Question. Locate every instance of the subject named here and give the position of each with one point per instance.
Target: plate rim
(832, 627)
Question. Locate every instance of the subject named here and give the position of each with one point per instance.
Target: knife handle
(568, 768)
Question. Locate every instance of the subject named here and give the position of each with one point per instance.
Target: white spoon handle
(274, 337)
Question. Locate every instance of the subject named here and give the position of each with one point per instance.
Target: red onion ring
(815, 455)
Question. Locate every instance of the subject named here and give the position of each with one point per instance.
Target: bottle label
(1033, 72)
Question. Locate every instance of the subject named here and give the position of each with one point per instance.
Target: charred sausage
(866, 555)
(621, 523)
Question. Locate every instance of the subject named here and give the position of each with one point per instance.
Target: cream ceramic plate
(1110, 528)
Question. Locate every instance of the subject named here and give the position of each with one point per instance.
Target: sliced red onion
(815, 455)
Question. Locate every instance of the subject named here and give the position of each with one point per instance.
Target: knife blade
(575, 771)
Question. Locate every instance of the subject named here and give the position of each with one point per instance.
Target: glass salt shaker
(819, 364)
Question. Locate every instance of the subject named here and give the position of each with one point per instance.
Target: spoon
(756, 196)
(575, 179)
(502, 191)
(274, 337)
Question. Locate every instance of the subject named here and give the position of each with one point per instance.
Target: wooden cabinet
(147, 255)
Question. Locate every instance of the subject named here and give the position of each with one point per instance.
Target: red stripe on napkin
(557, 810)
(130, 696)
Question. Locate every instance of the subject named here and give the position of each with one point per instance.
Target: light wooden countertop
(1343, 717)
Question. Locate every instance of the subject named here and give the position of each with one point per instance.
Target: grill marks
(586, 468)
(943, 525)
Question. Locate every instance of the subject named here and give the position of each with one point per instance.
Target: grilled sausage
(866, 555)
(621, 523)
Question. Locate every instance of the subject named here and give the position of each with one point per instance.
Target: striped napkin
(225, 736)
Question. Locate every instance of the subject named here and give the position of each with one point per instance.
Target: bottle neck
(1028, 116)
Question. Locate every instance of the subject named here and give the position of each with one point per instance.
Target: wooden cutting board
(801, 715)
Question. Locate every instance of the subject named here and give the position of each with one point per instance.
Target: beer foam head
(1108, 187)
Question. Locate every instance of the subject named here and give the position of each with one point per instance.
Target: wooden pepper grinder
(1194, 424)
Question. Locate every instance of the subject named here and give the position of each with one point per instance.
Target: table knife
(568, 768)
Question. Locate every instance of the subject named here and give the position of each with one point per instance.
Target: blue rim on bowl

----------------------------------------

PROBLEM | In the records above, find the line containing "Target: knife blade" and print it and every later line exactly, through the last one.

ANSWER SECTION |
Target: knife blade
(575, 771)
Question. Locate every instance of the subject named here and give the position of each with one point per instance.
Target: glass salt shaker
(819, 364)
Question. Locate every instance of the subject named here and give the position of each with one point per instance.
Target: spoon
(756, 196)
(575, 179)
(502, 191)
(274, 337)
Question. Locate every instance of the subject named here and give the position of each with one point per instance.
Target: wooden cabinet
(147, 255)
Question. Locate every instance of the subject named here and give the position of each with one point per instance.
Target: red stripe on napkin
(557, 810)
(130, 696)
Question. Locate every instance of the subject named here and give the position of each with one point per instance.
Target: light wooden countertop
(1343, 717)
Question. Locate every instance of the subject named here and give the position of each with one point per instance.
Target: grill marks
(586, 468)
(943, 525)
Question. Locate every instance of the subject named here and give the position of each with one point per instance.
Target: grilled sausage
(866, 555)
(621, 523)
Question. Locate every instance of the subject named here and give the position of each with one point per instance.
Target: striped napkin
(225, 736)
Question. Locate every instance of the subject named here and give the position of each with one point per instance.
Target: bottle neck
(1028, 116)
Question. Locate every instance of the subject named here and give the position of each with one point per instance.
Target: wooden cutting board
(801, 715)
Question. Locate every instance of the subject named here and give the position of each with one point per instance.
Target: beer foam head
(1108, 187)
Question. Locate every instance of the subject named here and give the position of each with one point per instance.
Target: wooden pepper grinder
(1194, 424)
Question. Locate every instance of the subject named here and give the position of each with one point per instance.
Target: table knife
(568, 768)
Question. Locate every instance of the subject named here and give the position of each with one point per instance.
Target: blue rim on bowl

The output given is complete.